* Assigned task *
Reproduce the passage about Andrew's weight word for word, from "If a baby is" to "the infamous curve.".

* Text excerpt *
================================
We’ve been here before, when Andrew was a baby. He lost a lot of his birth weight (nearly 20%) in the first 6 days of life outside the womb. Although he initially put quite a bit back on when we started supplementing with formula as it took about 2 weeks for my breast milk to ‘come in’, it took him until almost a month old to regain his birth weight. After that his weight crept up very slowly for the next couple of months, only gaining an ounce or 2 a week instead of the average 6 ounces a week. This meant that he wasn’t following the curve that is charted on the growth graphs which come in the little red book that each baby in the country is given at birth, so the health visiting team can record their progress.

If a baby is following the curve of the graph, whether that be at the 98th percentile line or the 2nd percentile line, it’s recommended that you get them weighed about once every month. If they are not following a curve, you’re told to get them weighed more often. Andrew was on weekly weigh-ins until around 2.5 months, because he was creeping up so slowly and was lingering around the bottom of the chart. He never lost weight from one week to the next, but he wasn’t putting it on fast enough to follow the infamous curve.

At the time I found these weekly weigh days very stressful. I felt like there was a lot of pressure from the health visitors at the clinic to get his weight up, and I felt like a bad mum if he hadn’t gained enough each week to satisfy them; I used to dread putting him on the scales and could hardly look at the numbers settling down to give the final answer of a weight as he wriggled and cried at having no clothes on, poor thing. Even though my milk was supplemented with formula, I felt as though I was demand feeding as well as I possibly could, with the help of the SNS, so surely if his weight wasn’t going up according to the charts, that was at least partly just his way of growing, even if it didn’t conform to the curve.
================================
* Recorded information *
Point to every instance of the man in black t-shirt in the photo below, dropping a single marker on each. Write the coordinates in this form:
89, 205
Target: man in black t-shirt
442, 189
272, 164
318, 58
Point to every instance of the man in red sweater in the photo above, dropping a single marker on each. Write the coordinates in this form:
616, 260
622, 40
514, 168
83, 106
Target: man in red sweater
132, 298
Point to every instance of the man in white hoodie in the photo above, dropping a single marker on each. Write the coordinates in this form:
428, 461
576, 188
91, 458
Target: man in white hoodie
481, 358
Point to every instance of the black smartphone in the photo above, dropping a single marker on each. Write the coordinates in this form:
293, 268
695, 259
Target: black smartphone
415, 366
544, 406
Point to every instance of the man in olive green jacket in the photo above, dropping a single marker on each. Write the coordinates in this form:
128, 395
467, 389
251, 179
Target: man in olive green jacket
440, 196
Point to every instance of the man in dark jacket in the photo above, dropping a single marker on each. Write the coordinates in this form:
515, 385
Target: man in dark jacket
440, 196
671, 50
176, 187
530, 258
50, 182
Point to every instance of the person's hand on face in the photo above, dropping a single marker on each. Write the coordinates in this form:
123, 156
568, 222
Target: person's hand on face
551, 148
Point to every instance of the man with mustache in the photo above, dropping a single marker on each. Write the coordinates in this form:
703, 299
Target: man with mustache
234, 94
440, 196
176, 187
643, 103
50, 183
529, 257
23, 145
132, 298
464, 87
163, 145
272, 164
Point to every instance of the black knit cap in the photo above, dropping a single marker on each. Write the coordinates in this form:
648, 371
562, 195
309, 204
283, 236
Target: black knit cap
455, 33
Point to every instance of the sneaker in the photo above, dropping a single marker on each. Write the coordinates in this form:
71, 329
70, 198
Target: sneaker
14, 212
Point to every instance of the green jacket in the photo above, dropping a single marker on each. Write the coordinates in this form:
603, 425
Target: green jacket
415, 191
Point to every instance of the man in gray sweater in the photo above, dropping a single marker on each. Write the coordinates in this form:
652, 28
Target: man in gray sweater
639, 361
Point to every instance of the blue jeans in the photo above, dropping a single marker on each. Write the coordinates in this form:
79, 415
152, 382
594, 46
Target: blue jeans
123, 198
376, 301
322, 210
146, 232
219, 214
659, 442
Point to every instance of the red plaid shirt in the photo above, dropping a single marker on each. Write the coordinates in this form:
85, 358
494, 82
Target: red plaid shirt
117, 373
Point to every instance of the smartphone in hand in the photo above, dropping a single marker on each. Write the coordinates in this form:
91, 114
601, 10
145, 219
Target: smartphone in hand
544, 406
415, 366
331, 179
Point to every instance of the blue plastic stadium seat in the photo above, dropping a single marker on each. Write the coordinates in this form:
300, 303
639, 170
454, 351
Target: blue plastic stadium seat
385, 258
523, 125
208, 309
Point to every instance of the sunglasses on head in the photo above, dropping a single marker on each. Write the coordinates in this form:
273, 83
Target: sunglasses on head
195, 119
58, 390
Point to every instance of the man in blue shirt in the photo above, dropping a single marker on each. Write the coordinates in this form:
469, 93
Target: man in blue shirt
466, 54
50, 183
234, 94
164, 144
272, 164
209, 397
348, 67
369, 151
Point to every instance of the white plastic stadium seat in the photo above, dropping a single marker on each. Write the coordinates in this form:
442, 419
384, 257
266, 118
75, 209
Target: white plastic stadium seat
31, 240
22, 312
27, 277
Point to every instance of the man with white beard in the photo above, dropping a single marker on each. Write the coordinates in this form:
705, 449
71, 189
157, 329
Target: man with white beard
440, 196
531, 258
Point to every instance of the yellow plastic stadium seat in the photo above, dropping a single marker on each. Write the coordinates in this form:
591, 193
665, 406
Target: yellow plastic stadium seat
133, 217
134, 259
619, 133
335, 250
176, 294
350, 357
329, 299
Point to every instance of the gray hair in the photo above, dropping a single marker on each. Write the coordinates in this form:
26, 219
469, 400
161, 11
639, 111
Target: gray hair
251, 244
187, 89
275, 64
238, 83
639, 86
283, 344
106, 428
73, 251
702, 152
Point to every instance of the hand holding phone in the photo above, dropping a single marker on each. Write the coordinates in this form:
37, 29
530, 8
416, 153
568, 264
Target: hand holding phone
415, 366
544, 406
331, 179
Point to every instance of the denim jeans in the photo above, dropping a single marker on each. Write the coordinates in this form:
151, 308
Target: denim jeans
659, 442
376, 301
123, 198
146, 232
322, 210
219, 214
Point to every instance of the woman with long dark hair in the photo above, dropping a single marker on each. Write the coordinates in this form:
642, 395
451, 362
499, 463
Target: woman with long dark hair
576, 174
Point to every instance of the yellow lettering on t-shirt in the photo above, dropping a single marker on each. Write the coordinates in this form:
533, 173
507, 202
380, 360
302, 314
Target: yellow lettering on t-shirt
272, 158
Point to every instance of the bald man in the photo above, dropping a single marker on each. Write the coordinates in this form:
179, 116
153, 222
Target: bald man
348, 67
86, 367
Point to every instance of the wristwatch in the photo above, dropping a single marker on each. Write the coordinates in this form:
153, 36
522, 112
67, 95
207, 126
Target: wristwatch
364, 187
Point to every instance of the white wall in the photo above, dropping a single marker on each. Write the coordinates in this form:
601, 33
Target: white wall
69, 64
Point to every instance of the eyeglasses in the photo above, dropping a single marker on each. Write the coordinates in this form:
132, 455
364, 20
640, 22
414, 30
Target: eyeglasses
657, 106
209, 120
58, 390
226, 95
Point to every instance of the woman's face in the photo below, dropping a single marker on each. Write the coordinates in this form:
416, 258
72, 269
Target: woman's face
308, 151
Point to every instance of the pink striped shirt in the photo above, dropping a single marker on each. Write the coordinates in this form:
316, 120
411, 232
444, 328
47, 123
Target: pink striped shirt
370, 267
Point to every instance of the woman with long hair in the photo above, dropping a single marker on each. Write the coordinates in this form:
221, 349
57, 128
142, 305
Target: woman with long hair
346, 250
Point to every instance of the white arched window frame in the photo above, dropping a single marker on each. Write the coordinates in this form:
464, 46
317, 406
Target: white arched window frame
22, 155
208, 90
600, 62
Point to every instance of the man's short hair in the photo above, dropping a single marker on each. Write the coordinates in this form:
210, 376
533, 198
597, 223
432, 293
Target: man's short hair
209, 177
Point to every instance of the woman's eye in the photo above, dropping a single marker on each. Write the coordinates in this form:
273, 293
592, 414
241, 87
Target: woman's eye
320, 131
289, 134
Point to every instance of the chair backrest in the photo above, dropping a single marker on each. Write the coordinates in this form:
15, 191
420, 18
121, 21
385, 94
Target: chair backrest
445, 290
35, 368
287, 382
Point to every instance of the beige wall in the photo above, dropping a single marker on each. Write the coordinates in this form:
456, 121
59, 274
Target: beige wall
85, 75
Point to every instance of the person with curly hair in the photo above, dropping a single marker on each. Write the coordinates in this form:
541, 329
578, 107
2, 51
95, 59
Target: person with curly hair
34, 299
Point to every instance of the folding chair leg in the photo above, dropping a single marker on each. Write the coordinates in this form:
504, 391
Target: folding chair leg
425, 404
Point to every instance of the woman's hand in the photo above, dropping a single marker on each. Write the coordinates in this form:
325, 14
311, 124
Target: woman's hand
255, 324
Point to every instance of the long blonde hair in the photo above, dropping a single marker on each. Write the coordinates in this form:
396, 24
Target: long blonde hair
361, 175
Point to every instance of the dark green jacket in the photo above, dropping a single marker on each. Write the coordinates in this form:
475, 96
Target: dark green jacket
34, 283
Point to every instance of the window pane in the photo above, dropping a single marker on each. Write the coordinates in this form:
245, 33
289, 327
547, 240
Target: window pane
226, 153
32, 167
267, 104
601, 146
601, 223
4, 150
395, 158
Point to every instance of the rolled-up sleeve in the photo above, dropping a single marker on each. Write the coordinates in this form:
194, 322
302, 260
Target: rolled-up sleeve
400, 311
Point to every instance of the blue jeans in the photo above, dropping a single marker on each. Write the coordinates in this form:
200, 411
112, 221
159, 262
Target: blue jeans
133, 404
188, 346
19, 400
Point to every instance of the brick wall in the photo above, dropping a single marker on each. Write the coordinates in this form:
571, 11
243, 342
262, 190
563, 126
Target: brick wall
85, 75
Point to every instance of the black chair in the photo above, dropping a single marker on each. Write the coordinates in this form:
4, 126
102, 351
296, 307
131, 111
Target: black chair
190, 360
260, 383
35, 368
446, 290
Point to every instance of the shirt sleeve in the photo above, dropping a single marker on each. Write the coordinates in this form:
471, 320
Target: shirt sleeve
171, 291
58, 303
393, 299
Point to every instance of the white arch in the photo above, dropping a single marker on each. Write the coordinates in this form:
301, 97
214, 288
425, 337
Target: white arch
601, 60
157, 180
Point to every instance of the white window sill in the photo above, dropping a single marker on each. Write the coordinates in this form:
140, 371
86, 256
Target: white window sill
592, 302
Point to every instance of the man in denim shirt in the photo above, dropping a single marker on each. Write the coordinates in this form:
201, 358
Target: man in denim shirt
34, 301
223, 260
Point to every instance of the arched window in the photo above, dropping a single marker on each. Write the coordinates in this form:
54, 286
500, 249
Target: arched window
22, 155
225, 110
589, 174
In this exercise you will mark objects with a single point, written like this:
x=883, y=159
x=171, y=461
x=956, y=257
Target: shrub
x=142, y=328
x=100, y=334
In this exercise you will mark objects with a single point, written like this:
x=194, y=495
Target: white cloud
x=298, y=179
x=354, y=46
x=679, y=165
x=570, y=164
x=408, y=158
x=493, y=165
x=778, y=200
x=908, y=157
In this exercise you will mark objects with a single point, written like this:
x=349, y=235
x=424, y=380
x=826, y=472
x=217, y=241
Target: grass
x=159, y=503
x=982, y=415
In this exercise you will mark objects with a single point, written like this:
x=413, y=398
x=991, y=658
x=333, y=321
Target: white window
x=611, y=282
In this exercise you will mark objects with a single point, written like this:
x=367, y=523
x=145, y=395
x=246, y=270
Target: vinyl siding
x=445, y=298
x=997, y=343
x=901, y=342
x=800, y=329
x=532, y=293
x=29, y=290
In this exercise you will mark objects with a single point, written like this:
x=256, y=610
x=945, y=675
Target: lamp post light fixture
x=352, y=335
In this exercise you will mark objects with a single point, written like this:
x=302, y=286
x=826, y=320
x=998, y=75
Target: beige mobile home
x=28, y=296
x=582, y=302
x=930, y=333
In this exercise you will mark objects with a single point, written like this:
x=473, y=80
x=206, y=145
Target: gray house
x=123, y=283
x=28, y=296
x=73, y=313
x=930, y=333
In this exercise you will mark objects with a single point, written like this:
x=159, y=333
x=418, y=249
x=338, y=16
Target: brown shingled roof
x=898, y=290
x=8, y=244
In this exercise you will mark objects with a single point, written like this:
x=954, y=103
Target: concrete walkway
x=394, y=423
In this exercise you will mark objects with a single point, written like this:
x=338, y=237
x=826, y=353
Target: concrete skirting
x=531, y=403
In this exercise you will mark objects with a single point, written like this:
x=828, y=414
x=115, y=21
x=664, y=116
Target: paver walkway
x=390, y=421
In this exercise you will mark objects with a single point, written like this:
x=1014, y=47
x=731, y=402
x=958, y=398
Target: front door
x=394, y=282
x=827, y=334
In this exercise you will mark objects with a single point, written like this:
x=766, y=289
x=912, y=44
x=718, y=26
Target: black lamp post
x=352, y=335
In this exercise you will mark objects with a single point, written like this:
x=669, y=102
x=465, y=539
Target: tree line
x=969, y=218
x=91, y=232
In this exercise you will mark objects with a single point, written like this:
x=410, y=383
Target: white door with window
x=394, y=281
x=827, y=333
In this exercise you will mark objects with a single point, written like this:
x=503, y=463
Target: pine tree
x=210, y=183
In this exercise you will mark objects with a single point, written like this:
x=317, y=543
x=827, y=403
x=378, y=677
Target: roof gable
================================
* Problem solution *
If a baby is following the curve of the graph, whether that be at the 98th percentile line or the 2nd percentile line, it’s recommended that you get them weighed about once every month. If they are not following a curve, you’re told to get them weighed more often. Andrew was on weekly weigh-ins until around 2.5 months, because he was creeping up so slowly and was lingering around the bottom of the chart. He never lost weight from one week to the next, but he wasn’t putting it on fast enough to follow the infamous curve.